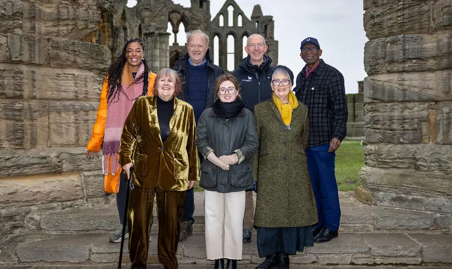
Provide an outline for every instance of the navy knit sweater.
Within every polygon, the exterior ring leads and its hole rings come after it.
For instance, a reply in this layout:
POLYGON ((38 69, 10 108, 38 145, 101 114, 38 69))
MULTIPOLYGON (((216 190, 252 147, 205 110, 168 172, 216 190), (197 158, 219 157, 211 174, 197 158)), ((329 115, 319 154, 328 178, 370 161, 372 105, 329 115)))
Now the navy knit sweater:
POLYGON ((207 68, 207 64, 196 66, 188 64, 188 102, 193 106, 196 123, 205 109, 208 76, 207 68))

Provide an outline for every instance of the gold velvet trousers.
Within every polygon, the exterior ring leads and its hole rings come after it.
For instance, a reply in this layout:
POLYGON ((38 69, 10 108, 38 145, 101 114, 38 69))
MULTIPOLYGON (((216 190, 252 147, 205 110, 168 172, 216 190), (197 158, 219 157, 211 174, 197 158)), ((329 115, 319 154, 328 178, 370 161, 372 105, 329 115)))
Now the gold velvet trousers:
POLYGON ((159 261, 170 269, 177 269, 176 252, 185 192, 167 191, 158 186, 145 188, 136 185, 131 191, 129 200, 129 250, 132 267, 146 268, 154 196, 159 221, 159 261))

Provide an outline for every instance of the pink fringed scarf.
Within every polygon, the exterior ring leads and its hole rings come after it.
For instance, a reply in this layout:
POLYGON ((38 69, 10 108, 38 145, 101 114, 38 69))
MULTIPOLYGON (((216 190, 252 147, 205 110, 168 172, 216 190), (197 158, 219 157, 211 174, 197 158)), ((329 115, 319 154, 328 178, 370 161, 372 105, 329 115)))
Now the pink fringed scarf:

* * * * * * *

Format every line of the data above as a numbered list, omitting the blank lines and leaving the picture out of your answer.

# Exercise output:
1. Provide an outline for every instance of the navy knit sweater.
2. Within every polygon, the exterior ring leads and its hole rings come after it.
3. For instance, a reply in this layout:
4. POLYGON ((38 69, 10 108, 38 145, 101 114, 38 69))
5. MULTIPOLYGON (((216 190, 252 147, 205 110, 168 172, 216 190), (197 158, 219 157, 211 174, 197 158)), ((329 115, 319 154, 328 178, 370 161, 372 105, 329 115)))
6. Now the navy knit sweater:
7. POLYGON ((207 68, 207 64, 196 66, 188 64, 188 102, 193 106, 196 123, 205 109, 208 76, 207 68))
8. Provide an outline for every instance of the gold velvet trousers.
9. Within every polygon, the exterior ring leads and its hole rings come after it.
10. For instance, a reply in this layout:
11. POLYGON ((38 69, 10 108, 38 145, 101 114, 38 69))
12. MULTIPOLYGON (((216 190, 252 147, 205 110, 168 172, 216 190), (197 158, 219 157, 211 174, 197 158)), ((329 115, 319 154, 328 178, 370 161, 372 105, 329 115)))
13. Now the gold velvet trousers:
14. POLYGON ((159 261, 170 269, 177 269, 176 252, 185 192, 167 191, 158 186, 145 188, 136 185, 131 191, 129 200, 129 250, 132 267, 146 268, 154 196, 159 221, 159 261))
15. Provide an outline for every instance of the pink fringed scarf.
16. Within every polygon, the exterior ring leads and its hole rings come after it.
17. For instance, a reply in this layout:
18. POLYGON ((38 69, 10 108, 38 145, 101 114, 38 69))
19. MULTIPOLYGON (((216 190, 252 147, 205 110, 168 172, 216 190), (197 158, 219 157, 211 174, 197 158)), ((329 115, 319 154, 328 178, 370 161, 372 105, 329 115)))
20. Now the pink fringed scarf:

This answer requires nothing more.